| Exercise materials |

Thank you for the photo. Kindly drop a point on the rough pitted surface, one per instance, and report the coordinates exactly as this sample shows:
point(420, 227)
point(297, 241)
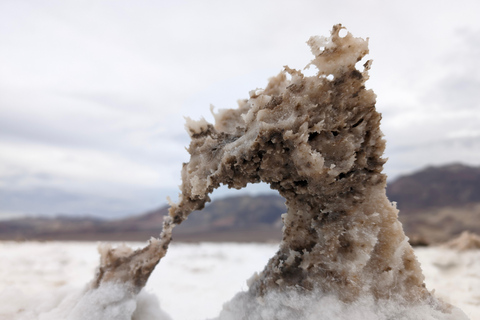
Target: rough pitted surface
point(317, 141)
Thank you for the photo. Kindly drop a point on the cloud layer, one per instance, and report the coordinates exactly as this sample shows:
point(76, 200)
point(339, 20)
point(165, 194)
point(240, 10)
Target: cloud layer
point(93, 94)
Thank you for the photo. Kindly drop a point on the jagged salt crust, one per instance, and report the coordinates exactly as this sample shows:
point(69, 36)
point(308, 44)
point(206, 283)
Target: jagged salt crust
point(317, 141)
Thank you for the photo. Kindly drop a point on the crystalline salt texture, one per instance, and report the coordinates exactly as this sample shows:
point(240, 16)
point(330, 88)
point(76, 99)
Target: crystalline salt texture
point(317, 141)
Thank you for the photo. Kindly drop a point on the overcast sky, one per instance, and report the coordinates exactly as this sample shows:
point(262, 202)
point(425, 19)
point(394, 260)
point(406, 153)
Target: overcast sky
point(93, 94)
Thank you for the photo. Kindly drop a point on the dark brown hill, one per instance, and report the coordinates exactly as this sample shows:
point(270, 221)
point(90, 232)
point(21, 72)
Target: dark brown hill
point(435, 187)
point(436, 204)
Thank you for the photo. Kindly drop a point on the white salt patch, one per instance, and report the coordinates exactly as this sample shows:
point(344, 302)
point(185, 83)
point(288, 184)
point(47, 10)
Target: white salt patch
point(194, 280)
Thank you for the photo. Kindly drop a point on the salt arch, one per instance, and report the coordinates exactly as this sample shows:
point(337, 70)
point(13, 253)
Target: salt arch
point(317, 141)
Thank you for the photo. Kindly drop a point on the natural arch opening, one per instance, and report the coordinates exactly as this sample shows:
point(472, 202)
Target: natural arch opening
point(252, 214)
point(318, 143)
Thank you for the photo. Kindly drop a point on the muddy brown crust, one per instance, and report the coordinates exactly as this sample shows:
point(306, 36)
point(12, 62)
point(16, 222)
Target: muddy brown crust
point(317, 141)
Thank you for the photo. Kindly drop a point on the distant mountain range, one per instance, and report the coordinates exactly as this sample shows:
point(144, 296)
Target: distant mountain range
point(436, 204)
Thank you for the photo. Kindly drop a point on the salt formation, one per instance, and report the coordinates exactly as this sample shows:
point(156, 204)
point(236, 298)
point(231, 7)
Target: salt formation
point(317, 141)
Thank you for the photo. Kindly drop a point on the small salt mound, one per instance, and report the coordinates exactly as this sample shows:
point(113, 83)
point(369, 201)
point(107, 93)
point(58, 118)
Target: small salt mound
point(110, 301)
point(466, 241)
point(314, 305)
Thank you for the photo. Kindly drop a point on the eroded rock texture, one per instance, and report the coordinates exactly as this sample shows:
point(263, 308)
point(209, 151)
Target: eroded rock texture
point(317, 141)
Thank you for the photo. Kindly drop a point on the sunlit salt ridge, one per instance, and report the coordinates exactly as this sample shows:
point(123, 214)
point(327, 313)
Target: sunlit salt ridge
point(317, 141)
point(193, 281)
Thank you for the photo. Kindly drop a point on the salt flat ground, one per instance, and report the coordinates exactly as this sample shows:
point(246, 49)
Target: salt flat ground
point(193, 280)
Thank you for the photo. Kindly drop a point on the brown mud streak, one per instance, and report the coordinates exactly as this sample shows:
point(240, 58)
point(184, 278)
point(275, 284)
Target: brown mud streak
point(318, 142)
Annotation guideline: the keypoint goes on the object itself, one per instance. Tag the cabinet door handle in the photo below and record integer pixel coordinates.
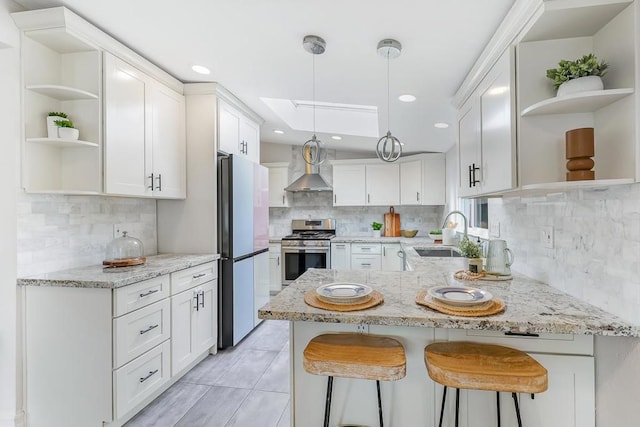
(148, 376)
(146, 294)
(148, 329)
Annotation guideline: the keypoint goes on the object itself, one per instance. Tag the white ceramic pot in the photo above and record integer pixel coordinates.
(581, 84)
(68, 133)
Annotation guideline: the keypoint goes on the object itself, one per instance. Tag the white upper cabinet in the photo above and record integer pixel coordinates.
(349, 185)
(383, 182)
(237, 133)
(145, 139)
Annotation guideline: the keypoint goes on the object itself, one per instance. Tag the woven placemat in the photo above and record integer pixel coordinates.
(489, 308)
(311, 299)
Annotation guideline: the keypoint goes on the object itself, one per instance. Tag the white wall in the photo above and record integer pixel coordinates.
(10, 112)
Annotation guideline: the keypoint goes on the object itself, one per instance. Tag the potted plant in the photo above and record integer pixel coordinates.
(66, 129)
(583, 74)
(52, 128)
(472, 252)
(376, 227)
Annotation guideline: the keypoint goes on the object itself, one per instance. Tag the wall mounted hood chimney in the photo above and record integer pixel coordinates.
(311, 180)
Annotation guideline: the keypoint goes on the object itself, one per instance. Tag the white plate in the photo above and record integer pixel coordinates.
(460, 296)
(343, 292)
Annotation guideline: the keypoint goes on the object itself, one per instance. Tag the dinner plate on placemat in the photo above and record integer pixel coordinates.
(459, 296)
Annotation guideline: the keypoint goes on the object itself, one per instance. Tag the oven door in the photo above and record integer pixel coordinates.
(297, 260)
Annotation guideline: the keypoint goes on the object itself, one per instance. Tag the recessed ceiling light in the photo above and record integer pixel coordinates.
(407, 98)
(201, 69)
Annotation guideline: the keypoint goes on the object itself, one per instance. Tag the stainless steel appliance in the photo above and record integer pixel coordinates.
(243, 241)
(308, 246)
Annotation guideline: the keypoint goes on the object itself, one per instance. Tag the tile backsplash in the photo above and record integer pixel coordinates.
(57, 232)
(596, 243)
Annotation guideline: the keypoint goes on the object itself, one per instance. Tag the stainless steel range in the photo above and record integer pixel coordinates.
(308, 246)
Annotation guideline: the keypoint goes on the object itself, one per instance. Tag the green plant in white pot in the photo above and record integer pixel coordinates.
(66, 130)
(52, 128)
(583, 74)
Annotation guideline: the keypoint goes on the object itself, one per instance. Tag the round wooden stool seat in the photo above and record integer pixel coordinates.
(350, 355)
(466, 365)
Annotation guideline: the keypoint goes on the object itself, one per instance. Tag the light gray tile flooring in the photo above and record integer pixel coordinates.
(244, 386)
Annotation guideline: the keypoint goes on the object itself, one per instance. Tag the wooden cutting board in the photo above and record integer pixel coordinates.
(391, 224)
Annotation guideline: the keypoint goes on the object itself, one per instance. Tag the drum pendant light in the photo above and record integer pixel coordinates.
(389, 148)
(315, 154)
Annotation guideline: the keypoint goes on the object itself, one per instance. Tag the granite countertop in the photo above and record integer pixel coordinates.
(94, 276)
(531, 306)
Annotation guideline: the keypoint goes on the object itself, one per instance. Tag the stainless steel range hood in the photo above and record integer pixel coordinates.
(311, 180)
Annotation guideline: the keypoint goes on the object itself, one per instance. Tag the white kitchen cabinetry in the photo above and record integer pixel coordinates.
(340, 256)
(382, 183)
(391, 257)
(237, 133)
(486, 133)
(278, 181)
(145, 145)
(349, 184)
(275, 268)
(113, 348)
(422, 180)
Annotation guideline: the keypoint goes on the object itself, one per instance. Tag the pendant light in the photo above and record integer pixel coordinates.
(313, 151)
(389, 148)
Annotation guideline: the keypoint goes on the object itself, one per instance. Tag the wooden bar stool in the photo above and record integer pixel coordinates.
(483, 367)
(349, 355)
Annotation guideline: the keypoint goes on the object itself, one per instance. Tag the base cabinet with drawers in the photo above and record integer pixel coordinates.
(97, 356)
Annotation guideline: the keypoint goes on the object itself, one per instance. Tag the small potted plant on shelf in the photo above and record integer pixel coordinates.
(583, 74)
(66, 129)
(52, 128)
(472, 252)
(376, 227)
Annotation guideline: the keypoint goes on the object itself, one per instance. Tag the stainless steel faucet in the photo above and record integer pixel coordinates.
(444, 224)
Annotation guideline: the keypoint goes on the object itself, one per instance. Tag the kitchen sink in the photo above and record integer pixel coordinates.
(437, 252)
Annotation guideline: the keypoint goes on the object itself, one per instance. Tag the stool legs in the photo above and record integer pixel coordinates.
(327, 404)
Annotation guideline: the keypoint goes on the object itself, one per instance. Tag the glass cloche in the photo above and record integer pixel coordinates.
(124, 251)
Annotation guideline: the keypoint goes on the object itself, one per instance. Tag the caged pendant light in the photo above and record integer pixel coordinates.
(389, 148)
(313, 151)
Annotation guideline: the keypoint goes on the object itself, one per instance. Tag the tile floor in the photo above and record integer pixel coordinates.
(244, 386)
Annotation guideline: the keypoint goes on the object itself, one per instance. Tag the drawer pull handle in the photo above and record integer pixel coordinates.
(146, 294)
(148, 329)
(148, 376)
(521, 334)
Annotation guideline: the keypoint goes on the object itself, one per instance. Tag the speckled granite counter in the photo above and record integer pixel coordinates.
(531, 306)
(94, 276)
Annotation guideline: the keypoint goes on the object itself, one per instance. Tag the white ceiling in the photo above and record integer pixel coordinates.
(254, 49)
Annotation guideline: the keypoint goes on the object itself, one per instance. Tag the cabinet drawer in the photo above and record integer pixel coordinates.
(190, 277)
(139, 331)
(366, 262)
(359, 248)
(544, 343)
(135, 381)
(138, 295)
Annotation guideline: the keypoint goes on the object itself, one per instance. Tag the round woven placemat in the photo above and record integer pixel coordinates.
(311, 299)
(489, 308)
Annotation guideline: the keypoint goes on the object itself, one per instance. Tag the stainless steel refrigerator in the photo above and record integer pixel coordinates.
(243, 233)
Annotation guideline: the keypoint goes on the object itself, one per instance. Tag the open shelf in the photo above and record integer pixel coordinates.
(62, 143)
(62, 93)
(581, 102)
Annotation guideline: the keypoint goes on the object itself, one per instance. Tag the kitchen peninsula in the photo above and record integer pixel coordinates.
(555, 328)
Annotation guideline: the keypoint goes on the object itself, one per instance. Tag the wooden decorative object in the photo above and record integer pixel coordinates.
(579, 150)
(349, 355)
(490, 367)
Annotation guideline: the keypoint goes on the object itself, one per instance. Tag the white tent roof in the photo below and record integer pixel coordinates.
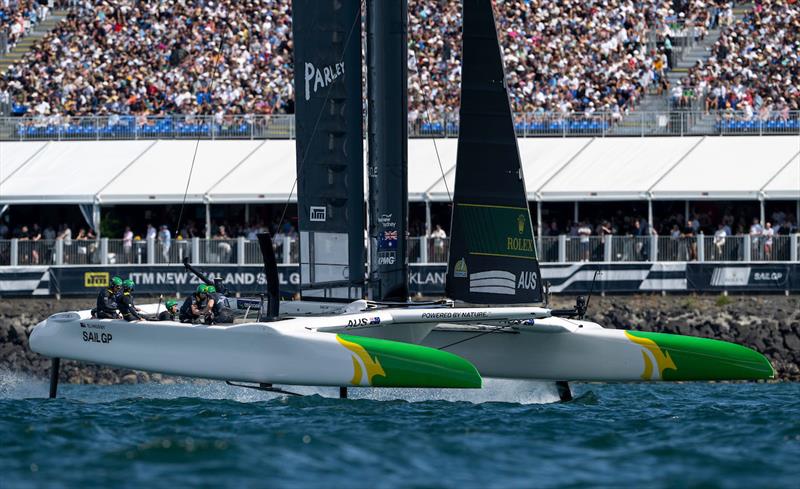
(541, 159)
(161, 173)
(609, 170)
(786, 184)
(556, 169)
(727, 168)
(15, 154)
(268, 176)
(69, 172)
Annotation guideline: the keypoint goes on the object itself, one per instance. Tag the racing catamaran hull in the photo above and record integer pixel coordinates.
(281, 352)
(345, 350)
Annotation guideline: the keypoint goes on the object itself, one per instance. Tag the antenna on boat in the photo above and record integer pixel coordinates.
(581, 303)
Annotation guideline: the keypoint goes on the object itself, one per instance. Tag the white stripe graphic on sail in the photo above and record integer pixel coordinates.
(494, 274)
(502, 282)
(493, 282)
(493, 290)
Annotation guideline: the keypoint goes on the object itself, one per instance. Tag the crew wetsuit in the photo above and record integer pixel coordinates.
(186, 315)
(106, 304)
(166, 316)
(222, 313)
(127, 308)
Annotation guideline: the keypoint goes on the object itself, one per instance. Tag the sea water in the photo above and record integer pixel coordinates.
(509, 434)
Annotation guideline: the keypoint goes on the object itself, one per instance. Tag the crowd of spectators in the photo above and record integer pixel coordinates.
(235, 57)
(170, 57)
(587, 238)
(753, 72)
(18, 18)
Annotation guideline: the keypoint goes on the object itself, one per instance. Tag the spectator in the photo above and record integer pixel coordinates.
(439, 236)
(756, 230)
(584, 231)
(165, 239)
(719, 242)
(768, 233)
(127, 244)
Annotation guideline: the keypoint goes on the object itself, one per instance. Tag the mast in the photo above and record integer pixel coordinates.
(330, 162)
(387, 101)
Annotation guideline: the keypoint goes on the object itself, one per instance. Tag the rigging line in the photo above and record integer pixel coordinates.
(497, 329)
(185, 193)
(319, 117)
(441, 168)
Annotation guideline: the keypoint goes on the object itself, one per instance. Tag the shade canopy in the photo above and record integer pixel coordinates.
(247, 171)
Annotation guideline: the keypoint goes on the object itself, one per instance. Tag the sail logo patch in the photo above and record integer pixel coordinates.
(519, 244)
(493, 282)
(521, 223)
(318, 214)
(321, 78)
(527, 280)
(460, 269)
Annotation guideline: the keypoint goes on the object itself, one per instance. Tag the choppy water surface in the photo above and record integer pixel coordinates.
(510, 434)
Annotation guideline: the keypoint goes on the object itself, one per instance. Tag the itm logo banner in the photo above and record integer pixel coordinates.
(95, 279)
(318, 214)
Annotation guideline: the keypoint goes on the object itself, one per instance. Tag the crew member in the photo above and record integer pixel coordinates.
(195, 305)
(107, 300)
(126, 306)
(172, 310)
(217, 310)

| Task objective |
Quote the records above exactly, from the first line through the line containing "point(339, 20)", and leave out the pictures.

| Written answer |
Thank you for the photo. Kindly drop a point on the rough pitted surface, one per instance, and report the coordinates exactly as this sample shows:
point(420, 227)
point(297, 241)
Target: rough pitted surface
point(317, 141)
Thank you for the photo. Kindly drop a point on the cloud layer, one per instance, and report the coordinates exactly as this sample shows:
point(76, 200)
point(339, 20)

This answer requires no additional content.